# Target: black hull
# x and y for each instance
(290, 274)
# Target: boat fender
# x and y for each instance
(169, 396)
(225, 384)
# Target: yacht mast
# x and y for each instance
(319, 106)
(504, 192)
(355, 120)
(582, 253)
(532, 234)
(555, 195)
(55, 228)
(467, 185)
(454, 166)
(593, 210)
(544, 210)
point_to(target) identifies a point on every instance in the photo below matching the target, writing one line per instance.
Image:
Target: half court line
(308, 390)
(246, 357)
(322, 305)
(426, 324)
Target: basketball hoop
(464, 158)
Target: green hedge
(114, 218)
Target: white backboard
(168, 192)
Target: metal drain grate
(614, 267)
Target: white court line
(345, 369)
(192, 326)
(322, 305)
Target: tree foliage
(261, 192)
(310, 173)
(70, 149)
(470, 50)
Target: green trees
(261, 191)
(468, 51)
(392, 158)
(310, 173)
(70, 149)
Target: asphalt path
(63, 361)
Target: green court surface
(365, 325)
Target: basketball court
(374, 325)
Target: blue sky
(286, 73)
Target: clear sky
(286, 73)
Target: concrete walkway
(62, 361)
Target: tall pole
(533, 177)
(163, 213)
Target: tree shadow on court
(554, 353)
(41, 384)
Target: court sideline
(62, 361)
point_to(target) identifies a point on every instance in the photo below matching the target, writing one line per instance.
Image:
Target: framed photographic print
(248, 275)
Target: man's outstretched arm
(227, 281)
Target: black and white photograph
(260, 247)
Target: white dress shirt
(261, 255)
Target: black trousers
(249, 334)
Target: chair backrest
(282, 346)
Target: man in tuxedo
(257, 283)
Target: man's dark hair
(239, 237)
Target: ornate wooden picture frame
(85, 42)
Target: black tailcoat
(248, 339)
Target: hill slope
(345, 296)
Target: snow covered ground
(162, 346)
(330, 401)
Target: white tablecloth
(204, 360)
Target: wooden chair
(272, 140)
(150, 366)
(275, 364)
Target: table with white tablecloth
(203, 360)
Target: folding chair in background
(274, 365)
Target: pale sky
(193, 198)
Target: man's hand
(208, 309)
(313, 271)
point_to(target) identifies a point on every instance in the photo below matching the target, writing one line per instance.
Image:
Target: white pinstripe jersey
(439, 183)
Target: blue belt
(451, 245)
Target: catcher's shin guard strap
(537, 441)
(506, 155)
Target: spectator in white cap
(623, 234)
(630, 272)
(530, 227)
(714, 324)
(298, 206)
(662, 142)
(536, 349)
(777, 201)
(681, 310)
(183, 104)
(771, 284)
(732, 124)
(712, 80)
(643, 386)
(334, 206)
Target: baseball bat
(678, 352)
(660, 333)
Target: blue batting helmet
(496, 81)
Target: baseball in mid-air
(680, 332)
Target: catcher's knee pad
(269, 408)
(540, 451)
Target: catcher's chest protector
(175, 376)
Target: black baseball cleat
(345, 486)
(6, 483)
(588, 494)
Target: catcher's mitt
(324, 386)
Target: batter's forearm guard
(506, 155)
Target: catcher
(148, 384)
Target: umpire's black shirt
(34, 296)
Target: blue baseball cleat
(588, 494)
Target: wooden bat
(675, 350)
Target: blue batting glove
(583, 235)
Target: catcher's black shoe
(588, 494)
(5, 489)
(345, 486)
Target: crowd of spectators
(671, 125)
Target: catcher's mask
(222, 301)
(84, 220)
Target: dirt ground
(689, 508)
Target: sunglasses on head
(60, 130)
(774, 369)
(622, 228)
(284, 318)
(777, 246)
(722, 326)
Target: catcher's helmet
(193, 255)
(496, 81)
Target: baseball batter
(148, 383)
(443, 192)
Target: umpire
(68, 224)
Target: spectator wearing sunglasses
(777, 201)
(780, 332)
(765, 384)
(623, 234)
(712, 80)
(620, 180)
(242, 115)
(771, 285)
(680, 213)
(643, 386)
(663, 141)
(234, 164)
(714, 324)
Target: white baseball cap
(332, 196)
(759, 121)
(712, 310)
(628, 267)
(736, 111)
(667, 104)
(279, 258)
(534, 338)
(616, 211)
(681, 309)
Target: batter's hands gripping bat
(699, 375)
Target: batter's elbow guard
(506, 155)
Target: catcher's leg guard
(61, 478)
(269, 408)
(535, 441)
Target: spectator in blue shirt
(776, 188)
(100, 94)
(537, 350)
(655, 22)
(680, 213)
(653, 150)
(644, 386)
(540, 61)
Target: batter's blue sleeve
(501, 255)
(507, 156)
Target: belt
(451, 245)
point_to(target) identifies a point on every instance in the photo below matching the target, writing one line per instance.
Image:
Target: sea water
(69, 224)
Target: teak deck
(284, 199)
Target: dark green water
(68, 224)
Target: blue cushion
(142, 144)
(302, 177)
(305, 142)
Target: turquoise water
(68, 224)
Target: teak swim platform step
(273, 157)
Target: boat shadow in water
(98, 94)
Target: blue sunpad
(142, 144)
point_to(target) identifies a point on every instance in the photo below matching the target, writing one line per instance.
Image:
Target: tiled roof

### WHAT IS BEING ASKED
Please rewrite all of the records above with every "instance" changed to "object" and everything else left as is.

### OUTPUT FOR THIS TASK
# Target: black hull
# x and y for each object
(290, 274)
# Target: boat fender
# x and y for each object
(169, 396)
(225, 384)
# Target: yacht mast
# x and y for each object
(319, 106)
(504, 192)
(355, 120)
(582, 253)
(532, 234)
(555, 195)
(55, 228)
(467, 185)
(454, 166)
(593, 210)
(544, 210)
point_to(target) identifies a point on every object in the photo below matching the target, writing one line per object.
Image:
Target: half court line
(308, 390)
(246, 357)
(322, 305)
(426, 324)
Target: basketball hoop
(464, 158)
Target: green hedge
(114, 218)
Target: white backboard
(168, 192)
Target: metal drain grate
(614, 267)
Target: white court line
(345, 369)
(192, 326)
(322, 305)
Target: tree foliage
(261, 192)
(310, 173)
(70, 149)
(470, 50)
Target: green trees
(261, 191)
(468, 51)
(392, 158)
(310, 173)
(70, 149)
Target: asphalt path
(63, 361)
Target: green court surface
(365, 325)
Target: basketball court
(374, 325)
Target: blue sky
(286, 73)
Target: clear sky
(286, 73)
Target: concrete walkway
(62, 361)
Target: tall pole
(533, 177)
(163, 213)
Target: tree shadow on court
(554, 353)
(41, 384)
Target: court sideline
(62, 361)
point_to(target) identifies a point on every object in the photo below matching the target, writing one line per object.
Image:
Target: framed photographic print
(248, 275)
Target: man's outstretched arm
(227, 281)
Target: black and white photograph
(260, 247)
Target: white dress shirt
(261, 255)
Target: black trousers
(249, 334)
Target: chair backrest
(282, 346)
Target: man in tuxedo
(257, 283)
Target: man's dark hair
(239, 237)
Target: ornate wooden picture frame
(85, 42)
Target: black tailcoat
(248, 339)
Target: hill slope
(345, 296)
Target: snow covered ground
(162, 346)
(330, 401)
Target: white tablecloth
(204, 360)
Target: wooden chair
(272, 140)
(150, 366)
(275, 364)
Target: table with white tablecloth
(203, 360)
Target: folding chair in background
(274, 365)
Target: pale sky
(193, 198)
Target: man's hand
(208, 309)
(313, 271)
point_to(target) identifies a point on every object in the photo below matching the target, writing one line per object.
Image:
Target: white pinstripe jersey
(439, 183)
Target: blue belt
(451, 245)
Target: catcher's shin guard strap
(537, 441)
(506, 155)
Target: spectator in white cap
(623, 234)
(630, 272)
(530, 227)
(714, 324)
(298, 206)
(662, 142)
(536, 349)
(777, 201)
(681, 310)
(183, 104)
(771, 284)
(732, 124)
(712, 80)
(643, 386)
(334, 206)
Target: baseball bat
(678, 352)
(660, 333)
Target: blue batting helmet
(496, 81)
Target: baseball in mid-air
(680, 332)
Target: catcher's knee pad
(269, 408)
(540, 451)
Target: catcher's chest protector
(175, 376)
Target: black baseball cleat
(345, 486)
(6, 483)
(588, 494)
Target: catcher's mitt
(324, 386)
Target: batter's forearm guard
(506, 155)
Target: catcher
(148, 384)
Target: umpire's black shirt
(34, 296)
Target: blue baseball cleat
(588, 494)
Target: wooden bat
(675, 350)
Target: blue batting glove
(583, 235)
Target: catcher's black shoe
(588, 494)
(5, 489)
(345, 486)
Target: crowd of spectators
(671, 125)
Target: catcher's mask
(222, 301)
(84, 220)
Target: dirt ground
(689, 508)
Target: sunglasses on head
(60, 130)
(774, 369)
(622, 228)
(284, 318)
(777, 246)
(722, 326)
Target: catcher's helmet
(193, 255)
(496, 81)
Target: baseball batter
(148, 383)
(443, 192)
Target: umpire
(68, 224)
Target: spectator wearing sunglasses
(777, 201)
(780, 332)
(765, 384)
(623, 234)
(712, 80)
(620, 180)
(242, 115)
(771, 285)
(680, 213)
(643, 386)
(663, 141)
(234, 164)
(714, 324)
Target: white baseball cap
(332, 196)
(759, 121)
(712, 310)
(628, 267)
(736, 111)
(667, 104)
(279, 258)
(534, 338)
(616, 211)
(681, 309)
Target: batter's hands gripping bat
(699, 375)
Target: batter's elbow guard
(506, 155)
Target: catcher's leg guard
(61, 478)
(269, 408)
(535, 441)
Target: spectator in blue shirt
(776, 188)
(100, 94)
(537, 350)
(655, 22)
(680, 213)
(653, 150)
(644, 386)
(540, 61)
Target: batter's blue sleeve
(501, 255)
(507, 156)
Target: belt
(451, 245)
point_to(target) identifies a point on every object in the photo below matching the target, writing one line per object.
Image:
Target: sea water
(69, 224)
Target: teak deck
(284, 199)
Target: dark green water
(68, 224)
Target: blue cushion
(142, 144)
(302, 177)
(305, 142)
Target: turquoise water
(68, 224)
Target: teak swim platform step
(273, 157)
Target: boat shadow in water
(98, 94)
Target: blue sunpad
(142, 144)
point_to(target) identifies a point on every object in the photo below matching the target, writing one line per object.
Image:
Target: tiled roof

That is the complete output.